Exercise requirements → Reproduce each of the following entries line for line, changing nothing.

# START OF Entries

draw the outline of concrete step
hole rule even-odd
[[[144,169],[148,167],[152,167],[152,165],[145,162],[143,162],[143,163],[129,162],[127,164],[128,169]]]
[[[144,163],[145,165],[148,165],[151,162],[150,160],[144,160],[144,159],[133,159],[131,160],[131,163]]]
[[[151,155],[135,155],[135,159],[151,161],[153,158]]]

# END OF Entries

Correct output →
draw the outline of concrete step
hole rule even-odd
[[[144,169],[148,167],[152,167],[152,165],[145,162],[143,162],[143,163],[129,162],[127,164],[128,169]]]
[[[144,163],[145,165],[148,165],[151,162],[150,160],[144,160],[144,159],[133,159],[131,160],[131,163]]]
[[[151,155],[135,155],[135,159],[151,161],[153,158]]]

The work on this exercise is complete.